- Quoted passage
>>>>

Just as our Creator God could have designed it so that new human beings grew in a cabbage patch, or were dropped off to their parents by big long-legged birds, so He could have decided that He would give us new birth in any one of a number of ways, in the course of a roller coaster ride, for example, or by walking across a designated sacred bridge. Baptism -- washing with water in the name of the Father and of the Son and of the Holy Spirit -- is the method He chose, and by His promise, He makes it work.
In that once-in-a-lifetime moment, God has promised to fuse together the life of an individual with the resurrected life of Christ, so that -- hey! -- where there used to be one person, now there are two! In addition to me, there is Jesus walking beside me forever, His protective and encouraging and Almighty and Eternal arm around me; AND as if that weren't blessing enough, the Holy Spirit in baptism has planted the life of Christ within me, brand-new life to grow and develop and make its presence evident, to change me, to open up new possibilities, to give new hope in every situation and circumstance even when earthly logic would say, "who are you kidding… it's no use, it's too late; oh come on, that's not even possible…"
Never say "not possible" to God! Nor to one of those to whom He has "given new birth into a living hope."
It needs to be said, too, that birth is a scary and dangerous business. Think what it must be like for the little one who has been floating safely and securely in his own dimly-lit personal hot tub to be suddenly and inexplicably squeezed through incredibly tight places to burst into a huge alien universe of sights and sounds and sensations! No wonder they howl!
And that's only the beginning. We parents know that we are birthing our children into a world in which every day holds the risk of danger, sorrow, and suffering, everything from the boo-boo's of learning to walk to the sudden and unexpected onset of a life-threatening illness; from the pain of playground name-calling to the desolation of a first love rejected; from the risk that lifelong consequences could follow a single moment of youthful carelessness to the near-certainty that our children will carry scars as a result of our own parental incompetence.

<<<<

- Work instructions
- 1) Rewrite the paragraph of the passage on baptism that begins "And that's only the beginning" as a short bulleted list, keeping its main facts.
- 2) Answer these questions from the passage on baptism:
(a) What method of giving new birth does the passage say God chose?
(b) What does the passage say the Holy Spirit has planted within the speaker in baptism?
(c) What do newborns do, according to the line "No wonder they..."?

- Given records
>>>>

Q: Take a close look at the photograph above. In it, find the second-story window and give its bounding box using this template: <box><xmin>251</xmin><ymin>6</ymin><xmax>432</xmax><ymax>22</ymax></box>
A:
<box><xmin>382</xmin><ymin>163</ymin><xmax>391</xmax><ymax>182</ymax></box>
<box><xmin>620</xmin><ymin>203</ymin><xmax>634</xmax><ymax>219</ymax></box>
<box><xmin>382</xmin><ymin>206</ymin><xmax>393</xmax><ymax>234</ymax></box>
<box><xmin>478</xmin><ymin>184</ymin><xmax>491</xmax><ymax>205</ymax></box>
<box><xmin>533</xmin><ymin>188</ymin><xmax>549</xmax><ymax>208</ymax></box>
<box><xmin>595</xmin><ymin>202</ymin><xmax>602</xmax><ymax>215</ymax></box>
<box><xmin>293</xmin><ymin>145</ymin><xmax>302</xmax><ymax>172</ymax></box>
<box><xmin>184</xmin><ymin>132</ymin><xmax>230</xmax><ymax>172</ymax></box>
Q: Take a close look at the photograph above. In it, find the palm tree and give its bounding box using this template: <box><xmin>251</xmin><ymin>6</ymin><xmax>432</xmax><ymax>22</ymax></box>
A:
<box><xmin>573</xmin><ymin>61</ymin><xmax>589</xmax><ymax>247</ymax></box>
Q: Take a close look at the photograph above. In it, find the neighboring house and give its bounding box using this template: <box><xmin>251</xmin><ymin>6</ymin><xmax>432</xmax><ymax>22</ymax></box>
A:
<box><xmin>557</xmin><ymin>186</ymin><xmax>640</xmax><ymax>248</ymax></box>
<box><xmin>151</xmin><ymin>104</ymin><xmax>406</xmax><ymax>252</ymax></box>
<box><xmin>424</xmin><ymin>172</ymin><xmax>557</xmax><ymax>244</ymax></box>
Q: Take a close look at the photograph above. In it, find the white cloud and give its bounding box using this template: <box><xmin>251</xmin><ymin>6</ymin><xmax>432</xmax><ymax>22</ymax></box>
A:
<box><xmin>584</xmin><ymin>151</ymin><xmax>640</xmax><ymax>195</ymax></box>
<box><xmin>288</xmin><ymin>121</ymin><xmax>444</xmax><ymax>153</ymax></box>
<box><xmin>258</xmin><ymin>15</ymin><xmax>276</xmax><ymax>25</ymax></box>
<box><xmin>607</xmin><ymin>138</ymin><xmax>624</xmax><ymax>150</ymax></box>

<<<<

- Answers to this exercise
- 1)
- Parents bring children into a world where each day risks danger, sorrow, and suffering.
- These range from the bumps of learning to walk to a sudden life-threatening illness.
- They range from playground name-calling to a first love rejected.
- A single moment of youthful carelessness could have lifelong consequences.
- Children will almost certainly carry scars from their parents' own incompetence.

- 2)
(a) Baptism, washing with water in the name of the Father and of the Son and of the Holy Spirit.
(b) The life of Christ.
(c) They howl.